• [What you need to do] Can you quote the material word for word, from the line that contains "Locate every instance of the steep hillside" down through the end of the material, including both ends?

• [Data]
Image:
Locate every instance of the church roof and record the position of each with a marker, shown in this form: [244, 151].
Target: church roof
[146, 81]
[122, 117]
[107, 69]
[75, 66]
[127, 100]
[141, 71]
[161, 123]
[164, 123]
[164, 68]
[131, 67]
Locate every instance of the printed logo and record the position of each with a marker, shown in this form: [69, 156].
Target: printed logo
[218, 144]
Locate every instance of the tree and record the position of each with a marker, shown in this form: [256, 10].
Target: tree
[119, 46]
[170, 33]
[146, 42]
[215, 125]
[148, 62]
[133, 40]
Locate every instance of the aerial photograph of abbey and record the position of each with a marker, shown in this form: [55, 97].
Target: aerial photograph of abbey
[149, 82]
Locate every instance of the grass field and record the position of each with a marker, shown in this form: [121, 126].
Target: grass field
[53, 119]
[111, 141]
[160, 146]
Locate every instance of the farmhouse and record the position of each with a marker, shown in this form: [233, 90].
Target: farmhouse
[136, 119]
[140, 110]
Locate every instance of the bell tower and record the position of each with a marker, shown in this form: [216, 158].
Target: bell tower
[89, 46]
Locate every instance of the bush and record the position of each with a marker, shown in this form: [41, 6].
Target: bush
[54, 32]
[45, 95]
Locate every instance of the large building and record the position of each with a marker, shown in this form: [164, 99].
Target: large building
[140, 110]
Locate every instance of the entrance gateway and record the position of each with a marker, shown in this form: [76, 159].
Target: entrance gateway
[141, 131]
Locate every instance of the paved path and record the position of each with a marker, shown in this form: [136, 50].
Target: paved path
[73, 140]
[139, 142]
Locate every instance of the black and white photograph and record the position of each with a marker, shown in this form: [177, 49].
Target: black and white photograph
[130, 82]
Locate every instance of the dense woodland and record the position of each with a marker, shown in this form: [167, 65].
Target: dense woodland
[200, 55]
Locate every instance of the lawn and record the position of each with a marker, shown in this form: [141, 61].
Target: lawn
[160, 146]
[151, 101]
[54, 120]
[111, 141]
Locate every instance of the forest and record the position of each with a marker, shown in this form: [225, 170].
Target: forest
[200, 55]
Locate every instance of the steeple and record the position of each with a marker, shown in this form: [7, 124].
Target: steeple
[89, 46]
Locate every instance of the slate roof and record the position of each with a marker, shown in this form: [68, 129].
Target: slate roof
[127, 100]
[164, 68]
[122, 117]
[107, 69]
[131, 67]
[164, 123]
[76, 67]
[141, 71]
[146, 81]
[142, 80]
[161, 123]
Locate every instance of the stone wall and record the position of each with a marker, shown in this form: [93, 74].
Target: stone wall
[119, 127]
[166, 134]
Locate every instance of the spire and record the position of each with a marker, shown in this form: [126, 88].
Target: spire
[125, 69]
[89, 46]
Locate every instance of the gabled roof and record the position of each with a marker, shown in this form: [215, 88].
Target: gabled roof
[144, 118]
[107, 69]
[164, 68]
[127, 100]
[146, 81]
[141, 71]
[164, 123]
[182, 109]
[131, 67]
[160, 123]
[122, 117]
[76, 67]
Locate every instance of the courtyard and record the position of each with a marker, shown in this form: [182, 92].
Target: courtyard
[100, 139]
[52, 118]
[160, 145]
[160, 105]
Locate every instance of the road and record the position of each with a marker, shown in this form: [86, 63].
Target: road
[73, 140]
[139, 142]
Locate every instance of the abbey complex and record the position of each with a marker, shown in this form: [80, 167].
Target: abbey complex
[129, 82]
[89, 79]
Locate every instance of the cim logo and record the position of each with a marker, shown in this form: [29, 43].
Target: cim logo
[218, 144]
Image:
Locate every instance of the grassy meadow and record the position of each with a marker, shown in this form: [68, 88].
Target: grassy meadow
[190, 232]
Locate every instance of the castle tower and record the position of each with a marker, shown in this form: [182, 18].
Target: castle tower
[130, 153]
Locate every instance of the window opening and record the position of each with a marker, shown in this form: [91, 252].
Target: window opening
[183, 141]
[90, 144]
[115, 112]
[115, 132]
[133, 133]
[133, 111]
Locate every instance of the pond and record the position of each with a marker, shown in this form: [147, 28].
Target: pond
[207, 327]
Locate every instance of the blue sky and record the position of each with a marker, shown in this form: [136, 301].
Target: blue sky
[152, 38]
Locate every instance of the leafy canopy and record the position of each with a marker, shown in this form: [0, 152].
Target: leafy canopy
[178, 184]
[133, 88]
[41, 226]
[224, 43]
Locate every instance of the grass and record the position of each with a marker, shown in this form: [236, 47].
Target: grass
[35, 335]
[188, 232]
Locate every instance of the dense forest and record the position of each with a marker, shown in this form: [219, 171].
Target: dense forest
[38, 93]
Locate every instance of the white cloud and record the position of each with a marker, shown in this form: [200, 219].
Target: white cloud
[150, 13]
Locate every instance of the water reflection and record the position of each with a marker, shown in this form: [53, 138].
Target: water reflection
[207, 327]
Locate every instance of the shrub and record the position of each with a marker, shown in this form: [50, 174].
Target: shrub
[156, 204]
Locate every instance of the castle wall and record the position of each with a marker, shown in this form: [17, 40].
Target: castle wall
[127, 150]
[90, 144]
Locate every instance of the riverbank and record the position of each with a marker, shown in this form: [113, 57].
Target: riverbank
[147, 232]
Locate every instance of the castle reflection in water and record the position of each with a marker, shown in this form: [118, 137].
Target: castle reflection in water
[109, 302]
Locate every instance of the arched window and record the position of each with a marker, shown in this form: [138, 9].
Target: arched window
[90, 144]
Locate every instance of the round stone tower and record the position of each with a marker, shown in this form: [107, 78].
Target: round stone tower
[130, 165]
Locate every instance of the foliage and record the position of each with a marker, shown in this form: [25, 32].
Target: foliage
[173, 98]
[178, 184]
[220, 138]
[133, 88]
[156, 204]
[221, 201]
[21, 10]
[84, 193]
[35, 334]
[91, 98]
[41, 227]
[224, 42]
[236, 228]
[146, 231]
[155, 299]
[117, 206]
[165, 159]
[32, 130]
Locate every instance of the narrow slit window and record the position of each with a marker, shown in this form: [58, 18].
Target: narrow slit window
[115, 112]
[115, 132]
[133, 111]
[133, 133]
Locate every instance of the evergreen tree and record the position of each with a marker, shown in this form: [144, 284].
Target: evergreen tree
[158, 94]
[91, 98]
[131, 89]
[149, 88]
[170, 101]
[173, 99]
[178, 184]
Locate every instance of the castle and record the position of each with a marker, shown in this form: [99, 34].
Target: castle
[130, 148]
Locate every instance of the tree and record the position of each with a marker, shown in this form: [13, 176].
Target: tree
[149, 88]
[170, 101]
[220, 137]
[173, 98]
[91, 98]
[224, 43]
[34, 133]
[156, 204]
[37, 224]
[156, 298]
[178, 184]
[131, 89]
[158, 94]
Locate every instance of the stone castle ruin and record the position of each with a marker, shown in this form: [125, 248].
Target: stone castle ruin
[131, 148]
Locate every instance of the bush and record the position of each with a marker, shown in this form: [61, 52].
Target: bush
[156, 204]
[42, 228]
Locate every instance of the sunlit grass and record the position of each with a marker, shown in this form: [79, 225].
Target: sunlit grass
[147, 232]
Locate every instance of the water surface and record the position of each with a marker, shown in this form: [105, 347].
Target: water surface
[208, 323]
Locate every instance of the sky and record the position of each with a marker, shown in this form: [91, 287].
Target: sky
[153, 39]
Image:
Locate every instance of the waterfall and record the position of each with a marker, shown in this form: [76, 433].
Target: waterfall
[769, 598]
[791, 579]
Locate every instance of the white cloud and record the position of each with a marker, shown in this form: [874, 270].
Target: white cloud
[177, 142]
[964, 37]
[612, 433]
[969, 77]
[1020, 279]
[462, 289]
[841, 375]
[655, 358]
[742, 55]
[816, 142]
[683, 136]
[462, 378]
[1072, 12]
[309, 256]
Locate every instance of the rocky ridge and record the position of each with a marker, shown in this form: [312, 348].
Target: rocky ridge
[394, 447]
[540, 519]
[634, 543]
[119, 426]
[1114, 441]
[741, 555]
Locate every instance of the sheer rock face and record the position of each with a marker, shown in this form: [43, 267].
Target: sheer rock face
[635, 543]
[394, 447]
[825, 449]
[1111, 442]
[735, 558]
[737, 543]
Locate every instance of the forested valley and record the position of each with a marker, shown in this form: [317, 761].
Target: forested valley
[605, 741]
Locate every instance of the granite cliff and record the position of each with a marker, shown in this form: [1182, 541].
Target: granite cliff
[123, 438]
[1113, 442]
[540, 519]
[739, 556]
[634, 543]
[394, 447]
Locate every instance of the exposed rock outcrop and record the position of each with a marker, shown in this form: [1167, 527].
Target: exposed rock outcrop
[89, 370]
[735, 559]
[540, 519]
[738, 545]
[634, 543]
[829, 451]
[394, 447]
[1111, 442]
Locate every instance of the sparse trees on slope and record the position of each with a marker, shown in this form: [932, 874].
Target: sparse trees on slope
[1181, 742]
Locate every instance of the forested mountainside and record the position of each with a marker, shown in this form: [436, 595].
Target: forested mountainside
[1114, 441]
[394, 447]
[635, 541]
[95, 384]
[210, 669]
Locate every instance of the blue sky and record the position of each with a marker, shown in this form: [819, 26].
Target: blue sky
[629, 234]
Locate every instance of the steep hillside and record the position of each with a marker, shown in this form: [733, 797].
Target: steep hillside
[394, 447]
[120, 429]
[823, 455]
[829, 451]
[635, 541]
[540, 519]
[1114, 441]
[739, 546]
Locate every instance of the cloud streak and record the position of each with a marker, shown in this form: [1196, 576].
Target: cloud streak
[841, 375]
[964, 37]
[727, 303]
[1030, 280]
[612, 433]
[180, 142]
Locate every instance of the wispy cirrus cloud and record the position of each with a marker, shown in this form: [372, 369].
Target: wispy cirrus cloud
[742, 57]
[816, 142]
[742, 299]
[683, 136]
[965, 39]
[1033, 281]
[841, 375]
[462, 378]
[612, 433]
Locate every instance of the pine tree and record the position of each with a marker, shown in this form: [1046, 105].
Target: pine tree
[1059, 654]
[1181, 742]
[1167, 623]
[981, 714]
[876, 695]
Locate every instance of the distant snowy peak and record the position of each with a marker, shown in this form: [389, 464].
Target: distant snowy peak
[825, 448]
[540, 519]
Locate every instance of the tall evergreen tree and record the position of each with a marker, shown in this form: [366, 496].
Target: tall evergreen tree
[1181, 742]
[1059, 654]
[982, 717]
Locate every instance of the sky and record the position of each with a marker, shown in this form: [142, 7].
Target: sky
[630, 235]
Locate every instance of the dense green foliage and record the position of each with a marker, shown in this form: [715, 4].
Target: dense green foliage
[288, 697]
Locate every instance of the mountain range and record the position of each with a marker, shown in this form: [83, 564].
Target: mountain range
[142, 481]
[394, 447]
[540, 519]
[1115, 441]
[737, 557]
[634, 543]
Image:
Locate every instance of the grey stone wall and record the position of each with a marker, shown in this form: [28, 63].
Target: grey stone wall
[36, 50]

• [The completed task]
Locate every instance of the steep hillside and record the position of each with a marker, shown in this form: [733, 797].
Target: steep hillside
[394, 447]
[120, 429]
[823, 455]
[829, 451]
[635, 541]
[540, 519]
[1114, 441]
[739, 546]
Locate every instance of the cloud streak and record the position of each with a marker, shown in this form: [1196, 576].
Target: cloud streak
[841, 375]
[964, 37]
[727, 303]
[1030, 280]
[612, 433]
[180, 142]
Locate every instance of the wispy cirrus cloud and record the position of each with a marker, shown in this form: [372, 369].
Target: wispy cirrus cloud
[742, 57]
[816, 142]
[742, 299]
[683, 136]
[965, 39]
[1033, 281]
[841, 375]
[462, 378]
[612, 433]
Locate every instance of the pine tree and record the position of each with a marker, shown in this form: [1046, 105].
Target: pine tree
[1059, 654]
[1181, 742]
[1167, 623]
[981, 714]
[876, 695]
Locate every instance of the distant snowy peak and record the position of each with a marker, shown in this form: [389, 464].
Target: distant snowy peak
[825, 448]
[540, 519]
Locate every instance of the tall evergreen tree and record the position of each with a marker, shown in this form: [366, 496].
Target: tall evergreen tree
[1181, 742]
[1059, 654]
[982, 717]
Locate every instance of the sky and record the position of each with a marker, shown in this form: [142, 7].
Target: sky
[630, 235]
Locate every instance of the dense green foliage and record the position of each with a marker, shown in this form: [715, 4].
Target: dense green foliage
[288, 697]
Locate every instance of the mountain range and record the position of each with a marker, shown in this form: [83, 564].
Target: mountain range
[142, 481]
[394, 447]
[540, 519]
[1115, 441]
[737, 557]
[634, 543]
Image:
Locate every instance of the grey stone wall and record the position of each with a marker, shown in this form: [28, 63].
Target: grey stone wall
[36, 50]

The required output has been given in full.